▶ **Excerpt**

╔══

Physical Therapy: How one wrong step can lead to long-term problems

The swelling of an ankle sprain seems to take forever to go away and often your ankle never quite feels the same.

One of the most common injuries out there is an ankle sprain.

I’m sure almost everyone at some point in their lives has taken that one wrong step and has felt the ‘pop’ and pain that comes with turning your ankle. The swelling in the ankle after an injury seems to take forever to go away and often your ankle never quite feels the same or in the very least can cause nagging problems for months.

In this column I am going to explain the steps you can take to avoid suffering long-term after that one wrong step.

A number of years ago the common response to treating ankle sprains was to put the ankle in a cast for four to six weeks. If someone twisted (sprained) their ankle the thought process was that we needed to keep the ankle from moving so that the injured ligaments could heal properly.

Unfortunately what happened to the ankle with this type of treatment was that it would become extremely stiff and weak. This stiffness and weakness would take months to recover from so medical professionals began to think that there must be a better way of dealing with such a common injury.

Fast forward to the present and instead of putting someone in a cast we have gone to the opposite end of the spectrum and many people who have an ankle sprain are told not to seek therapy but instead to ‘walk it off’—with the idea that getting back to normal as quickly as possible is the answer.

This strategy will work with minor sprains where you can put weight on your foot right away and where there is very minimal swelling. The more pain and swelling in your ankle and the less comfortable it is to put weight on after an injury, the more serious the sprain.

╚══

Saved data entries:

╔══

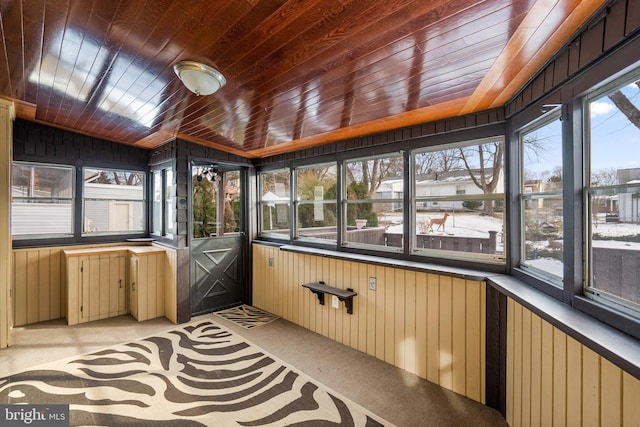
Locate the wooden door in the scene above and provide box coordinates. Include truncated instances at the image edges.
[190,166,247,315]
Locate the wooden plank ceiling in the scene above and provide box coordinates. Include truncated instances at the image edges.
[0,0,604,157]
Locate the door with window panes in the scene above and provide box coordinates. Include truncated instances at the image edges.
[190,164,246,315]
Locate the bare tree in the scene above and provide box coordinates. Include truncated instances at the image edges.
[347,156,403,198]
[609,80,640,129]
[458,141,504,214]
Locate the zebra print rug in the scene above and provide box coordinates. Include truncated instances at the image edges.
[213,304,279,329]
[0,320,389,426]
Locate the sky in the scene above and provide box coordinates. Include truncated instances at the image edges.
[525,84,640,179]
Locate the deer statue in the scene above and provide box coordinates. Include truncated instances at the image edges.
[427,212,449,231]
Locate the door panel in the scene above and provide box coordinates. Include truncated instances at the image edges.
[190,166,245,315]
[191,236,244,314]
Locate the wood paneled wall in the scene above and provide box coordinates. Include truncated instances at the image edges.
[0,99,15,348]
[505,0,640,117]
[253,243,486,403]
[159,244,178,323]
[507,299,640,427]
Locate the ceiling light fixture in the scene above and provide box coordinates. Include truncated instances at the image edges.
[173,61,227,96]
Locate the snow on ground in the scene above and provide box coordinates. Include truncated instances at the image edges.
[379,212,502,238]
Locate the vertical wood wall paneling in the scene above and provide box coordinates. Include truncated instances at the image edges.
[507,298,640,427]
[253,243,486,403]
[404,271,416,374]
[414,273,429,378]
[13,251,27,326]
[162,246,178,323]
[0,99,15,348]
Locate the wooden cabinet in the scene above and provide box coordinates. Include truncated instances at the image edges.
[129,251,165,320]
[67,252,129,325]
[64,246,166,325]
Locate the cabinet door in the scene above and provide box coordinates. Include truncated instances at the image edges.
[129,255,139,319]
[105,254,128,317]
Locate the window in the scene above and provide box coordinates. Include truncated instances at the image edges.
[584,70,640,317]
[11,162,74,238]
[295,163,338,242]
[342,154,404,251]
[191,166,242,239]
[258,169,291,240]
[411,137,504,262]
[82,168,146,235]
[151,167,176,238]
[520,111,564,287]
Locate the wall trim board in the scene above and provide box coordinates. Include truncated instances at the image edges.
[252,244,487,403]
[485,275,640,379]
[278,242,487,282]
[262,241,640,379]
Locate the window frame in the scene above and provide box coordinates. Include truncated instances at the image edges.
[82,165,149,239]
[408,135,508,264]
[11,160,77,242]
[257,167,293,241]
[338,150,407,254]
[511,105,566,291]
[291,160,342,248]
[576,68,640,324]
[147,162,178,241]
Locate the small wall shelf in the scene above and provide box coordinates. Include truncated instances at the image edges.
[302,281,358,314]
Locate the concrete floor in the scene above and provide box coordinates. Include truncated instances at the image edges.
[0,315,507,427]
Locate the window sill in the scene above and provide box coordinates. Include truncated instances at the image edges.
[485,275,640,379]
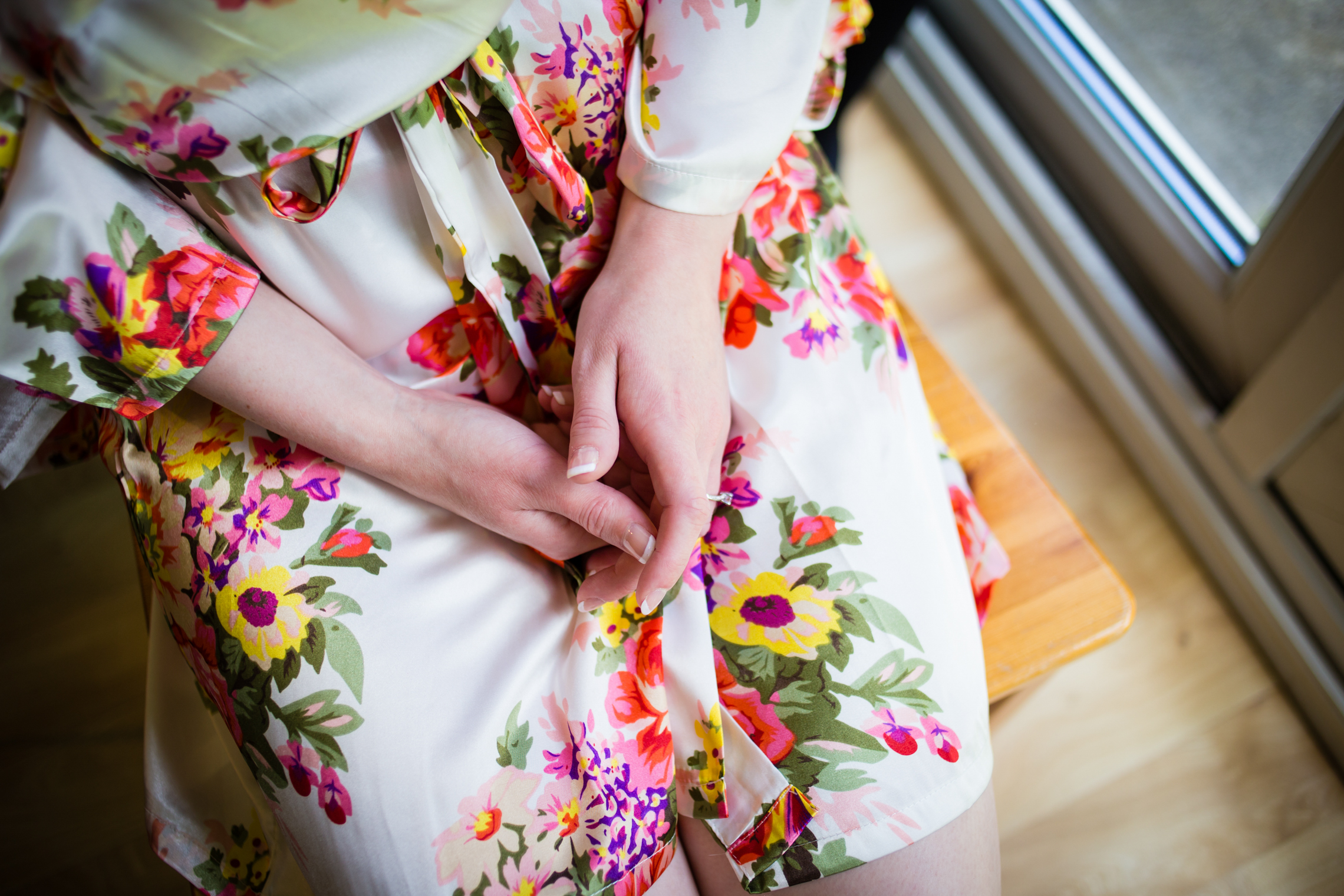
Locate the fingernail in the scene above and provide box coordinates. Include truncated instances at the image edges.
[640,588,668,615]
[625,525,654,563]
[565,444,597,480]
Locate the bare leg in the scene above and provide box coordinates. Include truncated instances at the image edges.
[683,785,1000,896]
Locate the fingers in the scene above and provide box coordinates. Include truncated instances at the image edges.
[564,357,621,482]
[532,423,570,457]
[544,480,657,564]
[536,386,574,423]
[637,452,714,612]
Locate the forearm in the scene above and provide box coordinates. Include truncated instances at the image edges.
[191,284,421,478]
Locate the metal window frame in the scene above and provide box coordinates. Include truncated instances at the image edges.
[872,6,1344,765]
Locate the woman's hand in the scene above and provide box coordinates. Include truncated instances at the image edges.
[562,191,735,611]
[191,284,653,572]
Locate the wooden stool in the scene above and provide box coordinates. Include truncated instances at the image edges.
[901,308,1134,703]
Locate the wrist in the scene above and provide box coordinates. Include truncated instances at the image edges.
[611,189,738,259]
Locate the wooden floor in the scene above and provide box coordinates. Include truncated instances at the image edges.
[841,102,1344,896]
[0,94,1344,896]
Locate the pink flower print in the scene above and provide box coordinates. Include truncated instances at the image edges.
[719,476,760,510]
[294,458,340,501]
[107,125,173,157]
[248,437,340,501]
[317,766,355,825]
[522,0,592,81]
[485,854,562,896]
[229,480,294,554]
[742,137,821,243]
[430,766,542,887]
[527,778,582,849]
[920,716,961,762]
[171,622,243,747]
[177,121,229,159]
[865,705,930,762]
[182,477,232,548]
[700,516,752,577]
[277,740,319,795]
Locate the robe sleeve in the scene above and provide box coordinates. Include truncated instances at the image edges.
[0,94,259,482]
[617,0,831,215]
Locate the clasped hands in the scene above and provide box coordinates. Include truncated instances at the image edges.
[191,191,734,620]
[533,191,735,611]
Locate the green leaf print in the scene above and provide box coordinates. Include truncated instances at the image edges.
[269,689,364,771]
[812,837,863,876]
[321,617,364,703]
[295,505,393,575]
[733,0,760,28]
[238,134,270,170]
[191,846,229,893]
[485,27,518,73]
[14,276,80,333]
[851,321,887,370]
[298,617,327,671]
[490,255,532,319]
[80,355,144,407]
[23,348,77,398]
[393,90,443,130]
[831,650,941,716]
[107,203,163,276]
[848,594,923,650]
[495,701,532,771]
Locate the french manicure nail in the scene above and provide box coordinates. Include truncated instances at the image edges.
[624,525,654,563]
[640,588,668,615]
[565,444,597,480]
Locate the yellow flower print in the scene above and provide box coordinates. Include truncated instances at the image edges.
[640,68,663,137]
[145,390,243,480]
[219,813,270,893]
[472,40,505,81]
[710,572,840,660]
[597,591,648,647]
[93,271,182,379]
[215,556,313,669]
[597,601,630,647]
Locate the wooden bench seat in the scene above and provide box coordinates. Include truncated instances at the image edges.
[902,308,1134,703]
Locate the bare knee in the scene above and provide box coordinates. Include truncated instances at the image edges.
[669,785,1000,896]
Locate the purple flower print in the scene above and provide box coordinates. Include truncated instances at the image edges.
[865,704,925,756]
[229,480,294,554]
[700,516,759,577]
[248,437,340,501]
[783,308,844,361]
[920,716,961,762]
[177,121,229,159]
[317,766,355,825]
[275,740,319,795]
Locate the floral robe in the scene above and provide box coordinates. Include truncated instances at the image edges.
[0,0,1007,896]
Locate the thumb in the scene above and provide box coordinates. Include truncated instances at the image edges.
[565,357,621,483]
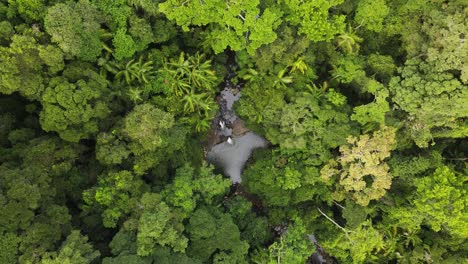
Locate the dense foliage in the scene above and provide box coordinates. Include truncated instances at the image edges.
[0,0,468,264]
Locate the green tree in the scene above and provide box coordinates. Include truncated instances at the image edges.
[320,127,395,206]
[83,171,148,228]
[44,0,103,61]
[137,193,188,256]
[354,0,390,32]
[389,58,468,147]
[41,230,101,264]
[162,164,231,214]
[268,218,313,264]
[0,34,46,100]
[159,0,281,54]
[187,207,249,263]
[40,70,109,142]
[282,0,345,42]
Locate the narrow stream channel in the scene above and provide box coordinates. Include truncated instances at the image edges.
[206,77,268,184]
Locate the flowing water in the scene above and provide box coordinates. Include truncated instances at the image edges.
[206,81,268,184]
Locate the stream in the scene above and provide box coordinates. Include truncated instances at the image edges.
[206,77,269,184]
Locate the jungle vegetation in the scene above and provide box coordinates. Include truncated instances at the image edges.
[0,0,468,264]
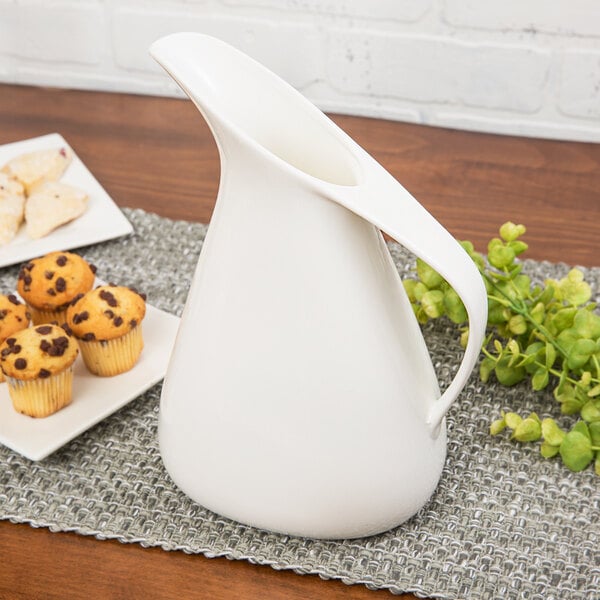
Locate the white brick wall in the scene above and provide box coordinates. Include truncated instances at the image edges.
[0,0,600,142]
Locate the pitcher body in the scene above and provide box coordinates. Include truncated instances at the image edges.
[153,34,482,538]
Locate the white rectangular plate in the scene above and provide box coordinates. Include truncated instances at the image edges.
[0,305,179,460]
[0,133,133,267]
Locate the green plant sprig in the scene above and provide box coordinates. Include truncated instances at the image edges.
[404,222,600,475]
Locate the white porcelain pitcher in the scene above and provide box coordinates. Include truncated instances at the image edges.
[150,33,487,538]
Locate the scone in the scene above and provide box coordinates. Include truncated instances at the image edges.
[0,294,31,382]
[0,172,25,246]
[67,285,146,377]
[0,325,78,417]
[2,146,73,195]
[17,252,96,325]
[25,181,88,240]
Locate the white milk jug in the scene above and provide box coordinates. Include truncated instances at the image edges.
[151,33,487,538]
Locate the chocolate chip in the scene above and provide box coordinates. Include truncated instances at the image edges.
[46,335,69,356]
[100,290,117,308]
[73,310,90,323]
[71,294,83,306]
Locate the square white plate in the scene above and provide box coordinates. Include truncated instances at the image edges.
[0,305,179,460]
[0,133,133,267]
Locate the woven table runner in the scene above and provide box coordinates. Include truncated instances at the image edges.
[0,209,600,600]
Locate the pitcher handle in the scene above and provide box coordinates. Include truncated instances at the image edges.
[328,164,487,435]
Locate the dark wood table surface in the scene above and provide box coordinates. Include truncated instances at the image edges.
[0,85,600,600]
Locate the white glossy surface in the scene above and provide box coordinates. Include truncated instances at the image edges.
[151,34,487,538]
[0,305,179,460]
[0,133,133,267]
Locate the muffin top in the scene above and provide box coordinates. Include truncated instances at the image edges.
[67,285,146,342]
[0,325,79,380]
[0,294,30,342]
[17,252,96,310]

╚══

Transcribe the passage from the column on ankle sprains, from "A number of" to "a common injury.".

A number of years ago the common response to treating ankle sprains was to put the ankle in a cast for four to six weeks. If someone twisted (sprained) their ankle the thought process was that we needed to keep the ankle from moving so that the injured ligaments could heal properly.

Unfortunately what happened to the ankle with this type of treatment was that it would become extremely stiff and weak. This stiffness and weakness would take months to recover from so medical professionals began to think that there must be a better way of dealing with such a common injury.